— WORK TASK A —
List each year named in the article on NFL concussion data along with the total number of concussions it reports for that year. Leave out the regular-season-only figure.
— WORK TASK B —
Please continue the article on NFL concussion data, starting after its final paragraph.

— DOCUMENT EXTRACT —

* * * * * * *

Diagnosed concussions rose by nearly 32 percent in the NFL this season, according to data released Friday by the league.
The 2015 total was 271, a figure that includes all preseason and regular-season games as well as all practices since the start of training camp. The league had previously boasted of a decrease in reported concussions in both 2014 (206) and 2013 (229), a drop the league attributed to an enhanced concussion protocol it implemented after the 2012 season. There had been 261 concussions in 2012.
The NFL says reported concussions in regular-season games rose 58 percent from 2014 to 2015 -- the highest number (182) in any of the past four years.
The league offered no immediate context or explanation to go with the data release, which was conducted by Quintiles Injury Surveillance and Analytics.

* * * * * * *

[Stored dataset lines]
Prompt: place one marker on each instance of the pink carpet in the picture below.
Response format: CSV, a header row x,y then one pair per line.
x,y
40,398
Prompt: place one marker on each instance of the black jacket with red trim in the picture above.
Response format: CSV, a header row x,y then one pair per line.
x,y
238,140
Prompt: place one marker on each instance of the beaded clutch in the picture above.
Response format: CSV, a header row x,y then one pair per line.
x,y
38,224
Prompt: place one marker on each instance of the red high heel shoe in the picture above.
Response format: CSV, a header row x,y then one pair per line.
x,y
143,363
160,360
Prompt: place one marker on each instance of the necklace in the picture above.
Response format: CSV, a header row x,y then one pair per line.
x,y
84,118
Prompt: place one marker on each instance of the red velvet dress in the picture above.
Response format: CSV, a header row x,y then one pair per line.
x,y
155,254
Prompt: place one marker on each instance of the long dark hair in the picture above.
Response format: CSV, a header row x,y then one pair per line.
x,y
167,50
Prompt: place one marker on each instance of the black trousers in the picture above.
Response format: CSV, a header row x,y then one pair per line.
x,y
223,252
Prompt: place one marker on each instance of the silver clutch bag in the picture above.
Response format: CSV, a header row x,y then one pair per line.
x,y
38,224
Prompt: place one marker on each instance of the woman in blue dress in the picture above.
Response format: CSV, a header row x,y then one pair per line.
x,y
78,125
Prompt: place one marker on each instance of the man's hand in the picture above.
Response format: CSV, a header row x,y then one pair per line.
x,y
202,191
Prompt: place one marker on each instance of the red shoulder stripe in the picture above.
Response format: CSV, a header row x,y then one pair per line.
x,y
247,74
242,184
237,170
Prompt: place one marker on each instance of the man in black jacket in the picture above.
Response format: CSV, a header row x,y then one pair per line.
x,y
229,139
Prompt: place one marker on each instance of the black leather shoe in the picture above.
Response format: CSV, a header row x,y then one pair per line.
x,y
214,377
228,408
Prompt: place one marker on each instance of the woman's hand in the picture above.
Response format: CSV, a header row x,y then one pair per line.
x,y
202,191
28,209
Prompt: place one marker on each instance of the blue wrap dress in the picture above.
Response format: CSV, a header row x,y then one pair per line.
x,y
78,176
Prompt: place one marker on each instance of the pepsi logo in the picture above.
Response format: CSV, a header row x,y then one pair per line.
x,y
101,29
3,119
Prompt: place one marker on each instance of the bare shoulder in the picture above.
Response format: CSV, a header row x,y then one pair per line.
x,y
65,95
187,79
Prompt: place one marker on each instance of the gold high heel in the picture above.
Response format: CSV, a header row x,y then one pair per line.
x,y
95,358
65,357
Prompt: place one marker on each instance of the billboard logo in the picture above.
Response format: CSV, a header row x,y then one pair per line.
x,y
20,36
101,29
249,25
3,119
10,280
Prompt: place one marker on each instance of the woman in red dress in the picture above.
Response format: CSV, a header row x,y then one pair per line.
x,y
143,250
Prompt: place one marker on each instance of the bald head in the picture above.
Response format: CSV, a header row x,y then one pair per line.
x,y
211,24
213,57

* * * * * * *

— WRITTEN RESPONSE A —
2012: 261
2013: 229
2014: 206
2015: 271

— WRITTEN RESPONSE B —
Of the 271 concussions in 2015, 234 occurred in games and 37 in practice. The report listed the following as the most common causes during regular-season games:
- Contact with another helmet (92)
- Contact with the playing surface (29)
- Contact with a shoulder (23)
Meanwhile, the league also reported an increase in knee injuries to the ACL and MCL. According to the data, ACL injuries rose from 49 last season to 56 in 2015 but were still lower than the 62 from 2013. There were 170 MCL injuries in 2015, up from 139 last season, 136 in 2013 and 132 in 2012.